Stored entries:
▬▬▬

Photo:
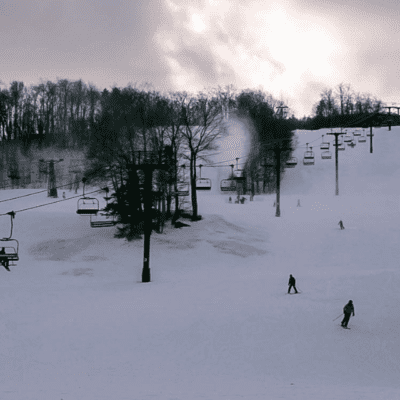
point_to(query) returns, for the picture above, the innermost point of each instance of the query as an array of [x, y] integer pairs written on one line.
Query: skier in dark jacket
[[292, 283], [347, 311], [4, 262]]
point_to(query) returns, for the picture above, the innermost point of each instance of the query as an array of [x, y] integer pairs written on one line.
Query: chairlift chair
[[348, 139], [291, 163], [182, 189], [203, 184], [238, 174], [102, 221], [326, 155], [309, 158], [228, 185], [9, 249], [88, 206], [324, 145]]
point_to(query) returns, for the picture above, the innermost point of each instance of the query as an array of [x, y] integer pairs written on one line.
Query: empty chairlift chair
[[291, 162], [228, 185], [203, 184], [102, 221], [324, 145], [348, 139], [9, 247], [87, 205], [182, 189], [309, 157], [362, 139], [326, 155]]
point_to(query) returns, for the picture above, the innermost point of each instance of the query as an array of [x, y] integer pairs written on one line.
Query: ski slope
[[215, 322]]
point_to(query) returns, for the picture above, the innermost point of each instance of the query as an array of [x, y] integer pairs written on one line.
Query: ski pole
[[338, 317]]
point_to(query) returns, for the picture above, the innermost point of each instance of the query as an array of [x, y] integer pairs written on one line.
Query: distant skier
[[347, 311], [292, 284]]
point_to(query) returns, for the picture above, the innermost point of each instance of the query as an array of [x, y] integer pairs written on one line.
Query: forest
[[116, 131]]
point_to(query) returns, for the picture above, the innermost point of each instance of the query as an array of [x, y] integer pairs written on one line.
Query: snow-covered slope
[[215, 322]]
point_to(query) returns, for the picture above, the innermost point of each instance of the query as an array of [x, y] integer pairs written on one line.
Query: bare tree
[[203, 125]]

▬▬▬

Task statement: Repeat every one of the lines above word for word, leaving the pictures out of your answer.

Complete output:
Photo:
point_to(query) returns, for the picture above, the innermost point of each instance of the query as an array of [x, y] integer pairs written on one line.
Query: skier in dark jacket
[[292, 283], [347, 311], [4, 262]]
point_to(query) returns, for the picture above, the innermost point of each instance of the query as an array of [x, y] integer pairs written on one line.
Query: chairlift chair
[[348, 139], [291, 163], [182, 189], [203, 184], [238, 174], [102, 221], [326, 155], [309, 158], [228, 185], [9, 249], [88, 206], [324, 145]]
point_to(query) returns, for the picture above, the innermost point of each instance of the query as an array of [x, y] integer pairs written on one line.
Query: empty chairlift chair
[[291, 162], [228, 185], [203, 184], [102, 221], [324, 145], [348, 139], [9, 247], [87, 205], [182, 189], [309, 157], [362, 139], [326, 155]]
point_to(query) returns, for the picture above, the innermost point of each instance of the query as an array of [x, y] integer pairs written on one line.
Query: ski slope
[[215, 322]]
point_to(query) returns, for the picture above, the innermost point of each instance of the query as an array of [x, y] integer pairs written on one line.
Query: ski pole
[[338, 317]]
point_to(query) returns, for the picture above, the innermost point of each instance of the query as an array of [x, y] integer pairs written on one line.
Query: distant skier
[[347, 311], [292, 284]]
point_to(query) returns, for the picture above, the innermost point of each instance of the query as an array of [x, y] integer pairs written on one line.
Query: forest
[[116, 131]]
point_to(query) returns, for the picture above, the innermost point of each instance of the query as an array of [x, y] integer pairs written on one line.
Query: snow-covered slope
[[215, 322]]
point_to(query) returns, for the picture above, the innermost point of each instance of the query as an array of [x, y] integer pairs written on one line.
Query: bare tree
[[203, 125]]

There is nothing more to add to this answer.